───── Extrait du texte ─────

Enfin, les populations vulnérables et leurs représentants ont construit un argumentaire axé sur les droits de l’Homme pour élaborer une stratégie de transformation des moyens de lutte contre les changements climatiques, après avoir en vain essayé d’autres moyens d’actions et de mobilisation en s’appuyant notamment sur le principe de responsabilité commune mais différenciée. L’exemple le plus emblématique est celui de la pétition (93) présentée en 2005 par les Inuits du Canada et des États-Unis, avec le soutien juridique du Think tankCIEL et l’ONG Earthjustice devant la Commission inter-américaine des droits de l’Homme. Ces derniers défendaient l’idée selon laquelle les changements climatiques, dont les États-Unis sont responsables historiquement par leurs importantes émissions des gaz à effet de serre, ont un impact négatif sur les droits des peuples autochtones de l’Arctique (droit à la vie, à la santé, à la propriété, à l’identité culturelle et à l’autodétermination) (94). La Commission inter-américaine des droits de l’Homme n’a pas donné suite à cette pétition mais a tenu une audience en 2006, en commençant ainsi à travailler sur cette problématique. En définitive, cette initiative, aussi médiatique que juridique, a contribué à élargir et orienter les réflexions sur le volet des droits de l’Homme et des changements climatiques.
Dans la continuité de l’action renforcée en 2003 (95) de l’approche basée sur les droits de l’Homme, le Conseil des droits de l’Homme a eu un rôle important dans cette mise en relation « droits de l’Homme et changements climatiques ». Dans sa Résolution du 28 mars 2008 (96), il demanda au Haut-commissariat des droits de l’Homme des Nations Unies une étude analytique détaillée des liens entre « droits de l’Homme et changements climatiques ». Une première série d’échanges (97) tout au long de 2008 avec des experts, des agences onusiennes, des ONG, et certains États a été organisée. Sur la base de cette première consultation, le Haut-commissariat des droits de l’Homme adopta, le 15 janvier 2009, un rapport sur la relation entre les « droits de l’Homme et changements climatiques » (98), en exposant ses premiers résultats. Dans la foulée, le Conseil des droits de l’Homme adopta la Résolution sur les droits de l’Homme et changements climatiques (99) le 25 mars 2009 et décida de poursuivre et de consolider ces discussions. Un important panel d’experts sur ces sujets s’est réuni le 15 juin 2009 au Palais des Nations (100).Le Haut-commissariat des droits de l’Homme a reçu les contributions écrites d’une trentaine d’États, de 10 agences de l’ONU, de 17 ONG, de certaines institutions nationales des droits de l’Homme, etc. Ces différentes consultations ont permis de faire une première sensibilisation et a très certainement participé à l’insertion de la thématique « droits de l’Homme et changements climatiques » au sein des négociations internationales sur le climat (101).

─────

**Consignes**.
**a.** Traduisez en anglais cette phrase du passage sur les droits de l’Homme et les changements climatiques : « La Commission inter-américaine des droits de l’Homme n’a pas donné suite à cette pétition mais a tenu une audience en 2006, en commençant ainsi à travailler sur cette problématique. »
**b.** Rédigez la suite du passage sur les droits de l’Homme et les changements climatiques, à partir de sa dernière phrase.

───── Données fournies ─────

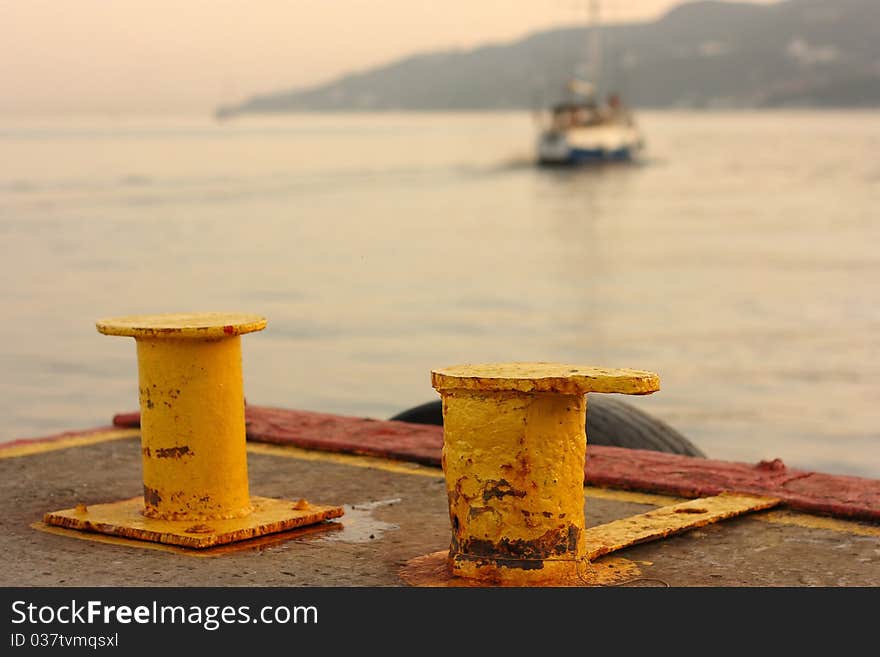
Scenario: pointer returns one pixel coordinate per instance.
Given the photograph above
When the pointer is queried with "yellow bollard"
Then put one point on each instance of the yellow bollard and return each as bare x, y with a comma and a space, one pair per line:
192, 439
513, 457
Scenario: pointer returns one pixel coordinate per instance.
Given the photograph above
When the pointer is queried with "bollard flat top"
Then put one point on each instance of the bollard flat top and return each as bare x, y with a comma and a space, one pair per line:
182, 325
545, 377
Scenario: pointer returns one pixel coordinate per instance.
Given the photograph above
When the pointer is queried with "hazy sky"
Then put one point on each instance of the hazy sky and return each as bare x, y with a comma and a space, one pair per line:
191, 55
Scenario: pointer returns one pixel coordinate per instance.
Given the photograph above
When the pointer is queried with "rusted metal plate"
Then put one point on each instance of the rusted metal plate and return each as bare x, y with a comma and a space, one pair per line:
544, 377
597, 569
126, 519
612, 467
669, 520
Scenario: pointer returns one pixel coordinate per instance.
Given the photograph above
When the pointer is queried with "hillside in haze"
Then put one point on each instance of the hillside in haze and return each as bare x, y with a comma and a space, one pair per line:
700, 54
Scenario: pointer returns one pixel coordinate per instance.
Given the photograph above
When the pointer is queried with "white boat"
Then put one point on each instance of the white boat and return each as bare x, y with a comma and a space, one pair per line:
580, 130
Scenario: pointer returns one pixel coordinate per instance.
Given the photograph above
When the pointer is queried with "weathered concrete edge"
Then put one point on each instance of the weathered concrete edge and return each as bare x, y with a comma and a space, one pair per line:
613, 467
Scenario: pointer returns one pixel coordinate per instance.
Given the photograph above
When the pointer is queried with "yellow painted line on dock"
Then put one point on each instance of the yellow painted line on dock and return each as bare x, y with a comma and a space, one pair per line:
66, 442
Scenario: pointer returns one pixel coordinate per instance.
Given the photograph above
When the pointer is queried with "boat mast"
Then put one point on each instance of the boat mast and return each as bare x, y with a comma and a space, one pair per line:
595, 47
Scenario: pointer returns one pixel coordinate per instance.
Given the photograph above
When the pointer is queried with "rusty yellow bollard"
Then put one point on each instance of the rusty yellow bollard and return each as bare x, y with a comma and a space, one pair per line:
513, 458
192, 439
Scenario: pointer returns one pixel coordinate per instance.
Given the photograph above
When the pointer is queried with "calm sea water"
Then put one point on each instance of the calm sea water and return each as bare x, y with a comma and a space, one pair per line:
740, 261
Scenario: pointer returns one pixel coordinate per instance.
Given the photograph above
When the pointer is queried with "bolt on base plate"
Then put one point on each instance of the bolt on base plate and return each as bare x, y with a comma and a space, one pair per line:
126, 519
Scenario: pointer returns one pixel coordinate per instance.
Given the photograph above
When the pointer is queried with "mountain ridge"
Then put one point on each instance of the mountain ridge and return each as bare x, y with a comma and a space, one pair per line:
699, 54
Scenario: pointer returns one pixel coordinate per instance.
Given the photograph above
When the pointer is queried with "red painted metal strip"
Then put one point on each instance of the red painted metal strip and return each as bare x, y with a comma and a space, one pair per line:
613, 467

─────

**Réponses par consigne**.
**a.** The Inter-American Commission on Human Rights did not act on this petition but held a hearing in 2006, thereby beginning to work on this issue.

**b.**
Le rapport de 2009 souligne que s’il est difficile de qualifier les impacts des changements climatiques en violation des droits de l’Homme, en raison de l’établissement du lien direct entre les impacts des changements climatiques et les actes ou omissions des États, de nombreuses études doctrinales s’efforcent aujourd’hui de démontrer que les changements climatiques ont des incidences manifestes sur l’exercice même des droits de l’Homme (102). Six droits fondamentaux (103) garantis par les droits de l’Homme sont généralement touchés : le droit à la vie, le droit à une nourriture suffisante, le droit à l’eau, le droit à la santé, le droit à un logement convenable et le droit à l’autodétermination (104). Le rapport insiste sur le potentiel des droits de l’Homme en montrant qu’ils constituent un socle fondamental à la fois pour défendre l’exercice des droits des populations impactées par les changements climatiques et pour orienter de manière plus favorable aux droits de l’Homme, les mesures de riposte (response measures) d’atténuation et d’adaptation (105) mises en œuvre pour lutter contre les changements climatiques (106). De surcroît, le Rapport aborde les populations vulnérables en s’attardant notamment sur les personnes déplacées et en systématisant quatre grands scénarios de mouvement de populations induits par les changements climatiques : les catastrophes (ouragans, inondations), la détérioration progressive de l’environnement et des catastrophes à évolution lente (désertification, inondation des zones côtières, submersion totale d’États insulaires), les risques accrus de catastrophes et les troubles sociaux et la violence attribuables à des facteurs liés aux changements climatiques.